• **Required action**
Retype every entry precisely and keep each line whole.

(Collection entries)
▽

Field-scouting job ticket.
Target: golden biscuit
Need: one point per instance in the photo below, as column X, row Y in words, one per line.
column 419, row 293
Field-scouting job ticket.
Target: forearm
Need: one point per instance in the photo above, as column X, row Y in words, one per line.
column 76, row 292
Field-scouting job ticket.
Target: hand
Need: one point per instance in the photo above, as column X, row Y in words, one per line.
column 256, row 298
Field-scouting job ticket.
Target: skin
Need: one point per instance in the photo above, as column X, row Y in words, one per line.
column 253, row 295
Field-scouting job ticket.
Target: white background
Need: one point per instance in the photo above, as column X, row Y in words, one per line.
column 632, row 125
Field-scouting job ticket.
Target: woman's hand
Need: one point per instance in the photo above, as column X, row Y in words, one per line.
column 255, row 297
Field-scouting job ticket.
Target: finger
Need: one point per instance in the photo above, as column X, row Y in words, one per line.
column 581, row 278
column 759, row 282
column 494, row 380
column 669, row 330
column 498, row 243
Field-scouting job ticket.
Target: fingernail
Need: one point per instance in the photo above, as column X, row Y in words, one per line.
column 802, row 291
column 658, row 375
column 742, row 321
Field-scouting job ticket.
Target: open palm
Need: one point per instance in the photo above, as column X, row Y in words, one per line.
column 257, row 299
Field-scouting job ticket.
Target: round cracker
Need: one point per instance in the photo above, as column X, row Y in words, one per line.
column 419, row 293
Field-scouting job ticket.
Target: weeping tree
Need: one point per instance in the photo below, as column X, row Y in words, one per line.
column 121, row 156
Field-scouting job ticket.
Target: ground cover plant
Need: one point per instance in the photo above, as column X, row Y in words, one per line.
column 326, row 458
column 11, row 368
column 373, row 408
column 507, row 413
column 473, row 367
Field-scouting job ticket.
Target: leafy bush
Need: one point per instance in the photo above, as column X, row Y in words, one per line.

△

• **Result for this task**
Field-scouting job ticket.
Target: golden biscuit
Need: one point per instance in the photo below, as column X, row Y in words, one per line.
column 419, row 293
Field-scouting job ticket.
Target: forearm
Need: one point per instance in the photo above, as column X, row Y in words, one per line.
column 76, row 292
Field-scouting job ticket.
Target: hand
Need: one point per instance in the photo above, as column X, row Y in words, one per line.
column 256, row 298
Field-scouting job ticket.
Target: skin
Need: one point per instance in the photo above, as column X, row Y in words, one per line.
column 253, row 295
Field-scouting job ticket.
Target: white background
Need: one point per instance in the photo above, as column X, row Y in words, one per line.
column 632, row 125
Field-scouting job ticket.
Target: woman's hand
Need: one point per instance in the photo above, as column X, row Y in words, one per line.
column 255, row 297
Field-scouting job ticket.
Target: finger
Need: one point per instance in the photo above, as column X, row Y in words, one per line.
column 581, row 278
column 759, row 282
column 494, row 380
column 669, row 330
column 498, row 243
Field-scouting job ticket.
Target: fingernail
Need: one point per instance in the photo above, as column X, row Y in words, one per line.
column 802, row 291
column 658, row 375
column 742, row 321
Field-scouting job ticket.
Target: open palm
Need: one point per instance in the photo above, as column X, row Y in words, one per line.
column 257, row 299
Field-scouting job ticket.
Target: round cracker
Need: one point per instance in the photo above, as column X, row Y in words, one per line.
column 419, row 293
Field-scouting job ticket.
Target: weeping tree
Need: one point per instance in the photo below, as column X, row Y in words, one per line.
column 121, row 156
Field-scouting job ticket.
Target: ground cover plant
Need: one point per instance in the photo above, as column X, row Y in words, one per line.
column 326, row 458
column 11, row 368
column 373, row 408
column 507, row 413
column 473, row 367
Field-scouting job ticket.
Target: leafy bush
Need: one point per instance in the photo above, as column X, row Y in words, one per line.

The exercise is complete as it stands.